REQUIRED ACTION » Your result should be the lines holding the word "each", copied from the entries below.

INPUT DATA »
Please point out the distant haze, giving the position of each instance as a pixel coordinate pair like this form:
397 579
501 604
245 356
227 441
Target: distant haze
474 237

==

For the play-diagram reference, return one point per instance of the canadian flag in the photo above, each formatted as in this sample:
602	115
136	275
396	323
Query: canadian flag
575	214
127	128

SOLUTION TO THIS EXERCISE »
Please point out the distant haze, giving the position of each instance as a pixel coordinate pair like this form:
For the play-diagram reference, return one point per instance of the canadian flag in the photo above, each formatted as in this sample:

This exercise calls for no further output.